Stated problem: Copy out every record below with complete accuracy.

A block of data:

####

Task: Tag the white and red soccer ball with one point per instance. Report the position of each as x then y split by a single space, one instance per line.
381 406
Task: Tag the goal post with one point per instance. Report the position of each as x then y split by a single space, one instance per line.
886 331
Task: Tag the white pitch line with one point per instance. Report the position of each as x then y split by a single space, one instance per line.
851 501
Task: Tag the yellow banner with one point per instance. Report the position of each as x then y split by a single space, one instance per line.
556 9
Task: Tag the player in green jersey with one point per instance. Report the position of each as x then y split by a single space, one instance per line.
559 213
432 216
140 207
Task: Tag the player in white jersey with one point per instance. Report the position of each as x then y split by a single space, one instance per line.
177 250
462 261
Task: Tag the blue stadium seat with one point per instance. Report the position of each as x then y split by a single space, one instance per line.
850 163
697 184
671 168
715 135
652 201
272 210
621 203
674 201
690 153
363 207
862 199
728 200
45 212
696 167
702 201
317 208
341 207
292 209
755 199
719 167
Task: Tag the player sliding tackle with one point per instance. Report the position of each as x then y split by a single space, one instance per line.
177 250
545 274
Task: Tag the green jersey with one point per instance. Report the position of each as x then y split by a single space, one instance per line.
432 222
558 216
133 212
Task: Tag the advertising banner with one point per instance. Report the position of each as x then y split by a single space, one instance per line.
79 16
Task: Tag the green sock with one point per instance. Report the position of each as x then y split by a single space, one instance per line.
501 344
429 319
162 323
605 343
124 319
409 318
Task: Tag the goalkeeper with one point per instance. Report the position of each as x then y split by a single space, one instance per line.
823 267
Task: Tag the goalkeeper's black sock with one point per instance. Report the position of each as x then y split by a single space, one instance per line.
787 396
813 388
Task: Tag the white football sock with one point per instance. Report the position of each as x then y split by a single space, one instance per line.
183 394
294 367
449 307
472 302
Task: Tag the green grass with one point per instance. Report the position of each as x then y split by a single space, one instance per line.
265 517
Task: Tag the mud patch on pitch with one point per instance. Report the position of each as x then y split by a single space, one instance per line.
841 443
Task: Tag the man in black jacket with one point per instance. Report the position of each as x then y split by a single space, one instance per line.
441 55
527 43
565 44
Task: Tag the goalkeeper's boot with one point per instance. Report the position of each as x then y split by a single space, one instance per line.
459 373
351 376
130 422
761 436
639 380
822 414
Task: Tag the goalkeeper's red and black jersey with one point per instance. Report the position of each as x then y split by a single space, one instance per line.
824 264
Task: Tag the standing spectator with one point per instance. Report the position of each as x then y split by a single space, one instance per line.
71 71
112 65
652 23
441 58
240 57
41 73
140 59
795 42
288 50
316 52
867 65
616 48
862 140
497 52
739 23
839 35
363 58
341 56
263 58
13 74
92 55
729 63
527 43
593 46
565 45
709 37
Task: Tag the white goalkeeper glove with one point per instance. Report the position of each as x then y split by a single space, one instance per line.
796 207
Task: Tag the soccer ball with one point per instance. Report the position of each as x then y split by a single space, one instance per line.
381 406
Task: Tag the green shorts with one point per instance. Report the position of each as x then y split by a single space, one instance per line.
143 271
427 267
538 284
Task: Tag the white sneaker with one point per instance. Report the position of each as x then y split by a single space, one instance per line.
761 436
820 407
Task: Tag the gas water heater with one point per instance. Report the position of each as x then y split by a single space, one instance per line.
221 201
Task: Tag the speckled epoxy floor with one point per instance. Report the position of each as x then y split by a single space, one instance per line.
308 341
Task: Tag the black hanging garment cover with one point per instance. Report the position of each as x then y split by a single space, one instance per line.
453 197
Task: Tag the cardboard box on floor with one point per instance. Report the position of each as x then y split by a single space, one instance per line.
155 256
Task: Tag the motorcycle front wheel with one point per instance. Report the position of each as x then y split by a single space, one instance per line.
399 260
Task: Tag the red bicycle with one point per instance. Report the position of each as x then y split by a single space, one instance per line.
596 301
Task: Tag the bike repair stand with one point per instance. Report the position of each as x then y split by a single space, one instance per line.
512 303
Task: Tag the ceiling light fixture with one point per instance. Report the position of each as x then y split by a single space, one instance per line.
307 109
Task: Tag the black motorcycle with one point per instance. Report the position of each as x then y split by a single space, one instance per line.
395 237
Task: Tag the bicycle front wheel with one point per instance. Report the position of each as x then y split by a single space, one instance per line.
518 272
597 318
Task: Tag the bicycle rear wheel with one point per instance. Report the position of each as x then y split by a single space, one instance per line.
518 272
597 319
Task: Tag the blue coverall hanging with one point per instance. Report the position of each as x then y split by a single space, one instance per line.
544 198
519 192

####

Task answer:
Task: Tag the white and red soccer ball with one point per instance. Report the position of each as x then y split by a single space, one instance per line.
381 406
Task: Tag the goal post with one point per instance. Report the position of each as x then y split by a single space, one instance per line.
886 331
Task: Tag the white pitch line with one point per instance. Report the position of each as x then y split by a single space, one instance per line.
851 501
Task: Tag the yellow banner with one point per instance. Report the position of each as x then y split by a single space, one instance per line.
556 9
Task: Tag the player in green jersey with one point per instance. Report the position of each as x then y split by a single space, one instance per line.
559 213
432 216
140 207
Task: Tag the player in white jersey with one point per instance. Report the position of each as x then y split by a single space, one instance per line.
177 250
462 261
Task: Tag the blue stadium seat with one point per instance. Report the position of each as x then y split by a single space, one instance per line.
850 163
697 184
671 168
715 135
652 201
272 210
621 203
674 201
690 153
363 207
862 199
728 200
45 212
696 167
702 201
317 208
341 207
292 209
755 199
719 167
Task: Tag the player sliding tackle with one point per instance. Report the position of each as x then y split by a single space, one instance per line.
177 250
545 274
Task: Tag the green jersey with one point per instance. Report the position of each as x then y split by a single space, one instance per line.
432 222
558 216
133 212
Task: Tag the advertising banner with one point per instance. Report the position of each as x then y split by a single space, one instance per line.
79 16
Task: Tag the green sock with one point per instance. Report the position of each as x then y split by a single space, one instance per line.
501 344
429 319
162 323
605 343
124 319
409 318
Task: Tag the goalkeeper with one point per instance. Report the position of each as x then y split by a single space, one instance per line.
823 267
Task: Tag the goalkeeper's black sock with one point per instance. Report the position of each as x then y split by a single space, one instance per line.
787 396
813 388
Task: Tag the white football sock with one point per instance. Report the position of each as x then y split by a single space, one instance per line.
183 394
294 367
449 307
472 302
Task: Tag the green grass with one point per instance. Report the position of each as x then y split by a single space, one instance per line.
265 517
Task: Tag the mud patch on pitch with one point per instance. Report the position of each as x then y split by a single space, one instance per line.
841 443
Task: Tag the man in black jacket with one point per instance. Report the position of each as x then y split by a single space, one instance per line.
441 55
527 43
565 44
Task: Tag the goalkeeper's boot with one point per instance. Report the position of each as x then y split by a single space, one instance per line.
459 373
351 376
130 422
761 436
639 380
822 414
Task: Tag the goalkeeper's red and black jersey with one point per instance. Report the position of each as x then y split by a single space, one instance per line.
824 264
Task: Tag the standing spectator with one point per instance. Report the position of each as x then y split by a single space, one instance per line.
71 71
112 65
652 23
441 58
240 57
41 73
140 59
795 42
288 50
316 52
867 65
616 48
862 140
497 52
739 23
839 35
363 58
341 56
263 58
13 74
92 55
729 63
527 43
593 46
565 45
709 37
Task: Tag the white goalkeeper glove with one point per instance. Report the position of each as x then y split by a single space, one instance per line.
796 207
Task: Tag the soccer ball with one point per instance. Report the position of each as x then y split by a single space, one instance per line.
381 406
Task: Tag the green shorts with one point per instance. Report the position of each as x then y split by a single space, one instance per line.
143 271
427 267
538 284
Task: Tag the white sneaker with one point per instance. Report the position of each as x then y split by a single space, one instance per line.
761 436
820 407
Task: Tag the gas water heater with one point per instance. Report the position of each as x then y split by a single space, one instance per line.
221 201
Task: Tag the speckled epoxy floor with one point per instance. Report the position of each as x then y split by a single space, one instance per line.
308 341
Task: Tag the black hanging garment cover with one point per instance. Report the position of each as x then y split by a single space, one instance per line.
453 197
Task: Tag the cardboard box on floor with one point per instance. Report the position of each as x then y split by a single space, one instance per line.
155 256
Task: Tag the motorcycle front wheel with one point per instance. Report the position of each as x then y split by a single space, one instance per line.
399 260
Task: Tag the red bicycle with one point per instance. Report the position of each as x then y split by a single space, one instance per line.
596 301
Task: Tag the bike repair stand with one point per instance. Report the position of each as x then y split by a single space, one instance per line.
512 303
Task: Tag the ceiling light fixture with one point per instance. Report the position of each as x then y split by a single space, one instance per line.
307 109
Task: Tag the black motorcycle with one point per instance. Report the position of each as x then y split by a single space, one instance per line.
395 237
Task: Tag the bicycle front wheel with one point per instance. Report the position of each as x then y split by a single space, one instance per line.
518 272
597 318
Task: Tag the bicycle rear wheel with one point per instance. Report the position of each as x then y split by a single space, one instance per line.
518 272
597 319
Task: Tag the blue coverall hanging with one point per instance. Report the position of each as x then y split by a single space, one instance per line.
544 198
519 192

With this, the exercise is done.